Please set down the data word for word; images do not go in the copy.
• • • •
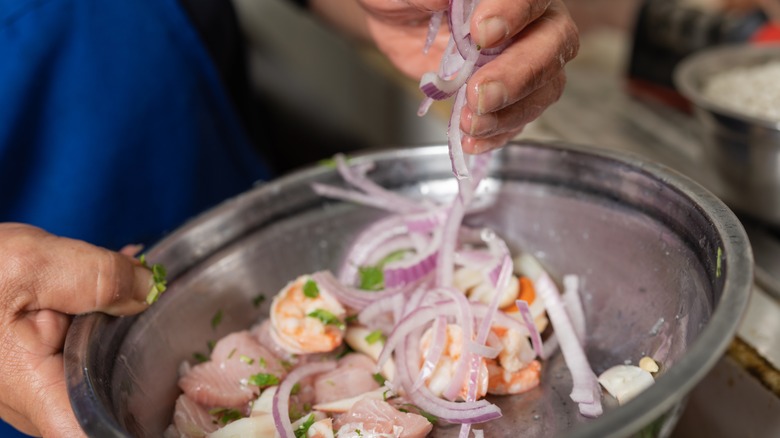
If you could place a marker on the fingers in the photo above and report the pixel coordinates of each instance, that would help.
(43, 271)
(494, 21)
(33, 395)
(521, 82)
(492, 130)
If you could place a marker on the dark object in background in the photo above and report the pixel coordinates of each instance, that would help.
(667, 31)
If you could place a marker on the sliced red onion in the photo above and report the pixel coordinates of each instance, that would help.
(585, 388)
(453, 412)
(425, 222)
(571, 299)
(439, 87)
(280, 408)
(459, 167)
(444, 265)
(536, 337)
(355, 298)
(438, 340)
(356, 177)
(425, 105)
(433, 29)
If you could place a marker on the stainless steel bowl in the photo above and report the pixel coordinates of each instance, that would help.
(666, 269)
(744, 150)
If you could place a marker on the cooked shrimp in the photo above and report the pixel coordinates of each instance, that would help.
(502, 381)
(306, 318)
(446, 368)
(476, 286)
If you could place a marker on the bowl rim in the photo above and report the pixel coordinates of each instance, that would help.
(687, 75)
(692, 367)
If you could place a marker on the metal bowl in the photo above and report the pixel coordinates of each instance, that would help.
(744, 150)
(666, 270)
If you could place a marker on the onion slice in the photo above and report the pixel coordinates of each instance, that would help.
(281, 401)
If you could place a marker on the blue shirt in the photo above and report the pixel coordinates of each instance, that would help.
(114, 126)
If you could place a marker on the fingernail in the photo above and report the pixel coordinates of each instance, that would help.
(483, 125)
(491, 30)
(492, 96)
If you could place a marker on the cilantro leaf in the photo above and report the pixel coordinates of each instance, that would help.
(263, 380)
(159, 281)
(371, 278)
(303, 429)
(310, 289)
(326, 318)
(375, 336)
(226, 415)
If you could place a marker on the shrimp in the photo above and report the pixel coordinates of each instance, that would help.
(503, 382)
(306, 318)
(446, 368)
(514, 370)
(475, 285)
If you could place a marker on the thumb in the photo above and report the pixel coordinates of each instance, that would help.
(69, 276)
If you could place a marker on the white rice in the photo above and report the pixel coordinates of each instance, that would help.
(753, 90)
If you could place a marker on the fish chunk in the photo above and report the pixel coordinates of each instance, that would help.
(378, 418)
(353, 376)
(225, 380)
(192, 419)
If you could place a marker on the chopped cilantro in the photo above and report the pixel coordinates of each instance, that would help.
(408, 407)
(258, 300)
(326, 318)
(371, 278)
(375, 336)
(216, 319)
(310, 289)
(393, 257)
(226, 415)
(263, 380)
(303, 429)
(160, 284)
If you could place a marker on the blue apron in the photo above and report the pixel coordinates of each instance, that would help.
(114, 126)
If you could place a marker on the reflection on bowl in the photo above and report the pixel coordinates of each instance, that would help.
(666, 271)
(745, 149)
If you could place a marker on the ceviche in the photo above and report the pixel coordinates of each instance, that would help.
(427, 319)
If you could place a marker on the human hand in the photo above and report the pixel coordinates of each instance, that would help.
(506, 93)
(44, 280)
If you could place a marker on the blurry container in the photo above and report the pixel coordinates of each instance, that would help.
(744, 150)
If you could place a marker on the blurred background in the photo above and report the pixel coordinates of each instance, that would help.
(620, 95)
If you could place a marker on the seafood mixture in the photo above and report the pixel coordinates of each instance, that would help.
(427, 319)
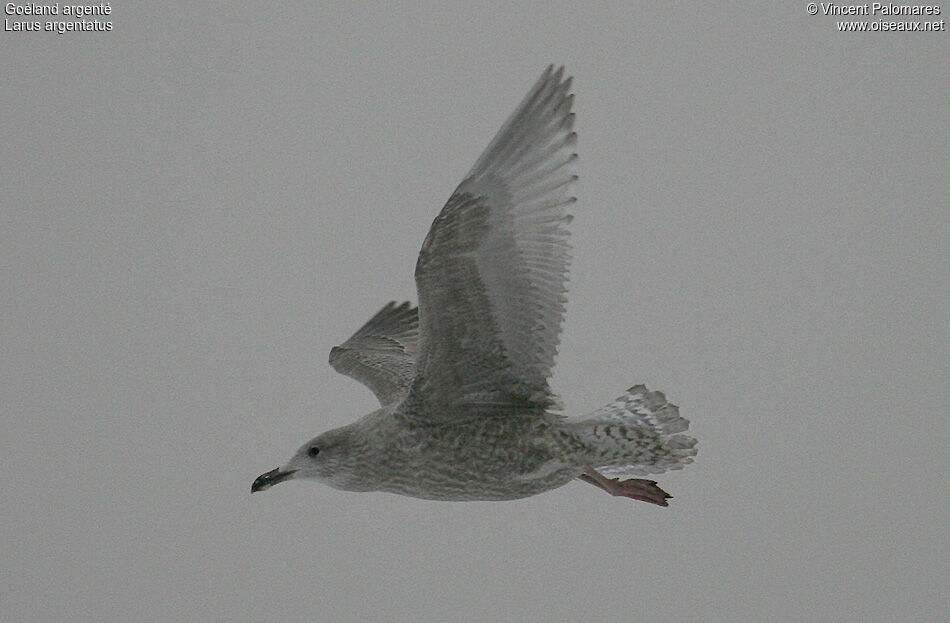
• • • •
**Answer box**
If you could place a marker on the fingers in the photo above and report the pixel coordinates of each instance, that would help.
(43, 271)
(494, 21)
(33, 395)
(521, 82)
(492, 130)
If you could place a marker on the dark object in background in the photo above and report the pixel coordinates of each instance, that would help.
(667, 31)
If you could place a marker on the sliced red onion in the photo above and report the pixel coordinates of each instance, that would help.
(585, 388)
(453, 412)
(425, 222)
(571, 299)
(439, 87)
(280, 408)
(459, 167)
(444, 265)
(536, 337)
(355, 298)
(438, 340)
(356, 177)
(425, 105)
(433, 29)
If you could place a marker on the stainless steel bowl in the photo above and report the pixel coordinates of each instance, that would help.
(666, 269)
(744, 150)
If you could place a marker on the cooked shrimp in the photo above and report the pixel coordinates of each instance, that would help.
(502, 381)
(306, 318)
(446, 368)
(476, 286)
If you could place a marker on the bowl rim in the photo above and report the pixel coordinates of each instance, that would help.
(687, 75)
(692, 367)
If you could place a marker on the metal bowl in the photo above and report the pixel coordinates of each instance, that would help.
(744, 150)
(666, 270)
If you could place a marker on the onion slice in the photo above and report the pixel coordinates of each instance, that would help.
(281, 401)
If you could place a marker on the blue shirt in the photo above and report the pixel coordinates of each instance, that would help.
(114, 126)
If you could place a marker on the fingernail in the photo above and report the pixel coordinates of each instance, that would help.
(483, 125)
(491, 30)
(492, 96)
If you could place a marker on the cilantro leaf in the photo above and report the pixel coordinates of each instance, that would help.
(263, 380)
(159, 281)
(371, 278)
(303, 429)
(310, 289)
(326, 318)
(375, 336)
(226, 415)
If you could place a marker on the shrimp in the photo above and report the pixel coordinates of each instance, that would help.
(503, 382)
(306, 318)
(446, 368)
(514, 370)
(475, 285)
If you could place a marker on the thumb in the photo above and report the pixel coordinates of each instance, that would help.
(69, 276)
If you could place a marker on the white rice in the photo above and report the pixel coordinates of each instance, that would help.
(753, 90)
If you could place a marker on the fish chunk in the photo above and report the pixel coordinates of each instance, that would help.
(378, 418)
(353, 376)
(225, 380)
(192, 419)
If you could place a marker on the chopped cilantro in the photo above and report the pixel coordinates of each instance, that would help.
(408, 407)
(258, 300)
(326, 318)
(371, 278)
(375, 336)
(216, 319)
(310, 289)
(393, 257)
(226, 415)
(263, 380)
(303, 429)
(160, 284)
If you could place a marker on the blue apron in the photo above and report the pixel coordinates of each instance, that would help.
(114, 126)
If you could place a marker on the reflection on bowl in the photo above and report the pixel coordinates of each instance, that would help.
(666, 271)
(745, 149)
If you could place a marker on the ceviche in the photo above and report the pixel coordinates of each instance, that would help.
(427, 319)
If you could place a marker on the human hand in the photo above and report the pixel coordinates of each instance, that would help.
(506, 93)
(44, 280)
If you could place a marker on the blurry container in the photo above and report the pixel coordinates of each instance, that would help.
(744, 150)
If you could place a marker on the blurred background in the photo above and report the pixel coordinates of each instance, that would help.
(620, 95)
If you could place a marker on the seafood mixture in the photo above and report the pixel coordinates of each instance, that would help.
(427, 319)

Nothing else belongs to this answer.